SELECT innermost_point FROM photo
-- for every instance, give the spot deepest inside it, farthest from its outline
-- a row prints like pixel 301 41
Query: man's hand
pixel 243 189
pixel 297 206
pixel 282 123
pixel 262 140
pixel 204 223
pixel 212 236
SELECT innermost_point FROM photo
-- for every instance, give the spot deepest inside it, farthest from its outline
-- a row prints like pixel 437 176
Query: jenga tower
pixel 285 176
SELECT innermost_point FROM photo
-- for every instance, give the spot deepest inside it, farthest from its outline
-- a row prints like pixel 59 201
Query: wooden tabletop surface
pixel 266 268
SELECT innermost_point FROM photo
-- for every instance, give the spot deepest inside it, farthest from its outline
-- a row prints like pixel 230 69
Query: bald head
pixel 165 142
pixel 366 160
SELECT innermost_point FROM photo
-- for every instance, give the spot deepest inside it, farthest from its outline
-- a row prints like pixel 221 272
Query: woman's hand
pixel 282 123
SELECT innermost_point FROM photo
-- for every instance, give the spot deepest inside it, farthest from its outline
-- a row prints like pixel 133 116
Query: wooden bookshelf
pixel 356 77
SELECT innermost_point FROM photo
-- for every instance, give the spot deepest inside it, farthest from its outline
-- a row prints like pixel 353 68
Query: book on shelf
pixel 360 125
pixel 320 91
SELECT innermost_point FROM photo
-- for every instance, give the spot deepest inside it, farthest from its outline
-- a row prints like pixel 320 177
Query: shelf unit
+-------+
What needs to be done: Write out again, character for character, the items from the first line through the line that contains "pixel 212 236", including both of those lines.

Exercise solution:
SELECT innermost_point FROM photo
-- for every instance, give the spot deepest inside it, farthest from its outline
-- a row prints like pixel 301 41
Query: man's hand
pixel 243 189
pixel 297 206
pixel 282 123
pixel 262 140
pixel 204 223
pixel 212 236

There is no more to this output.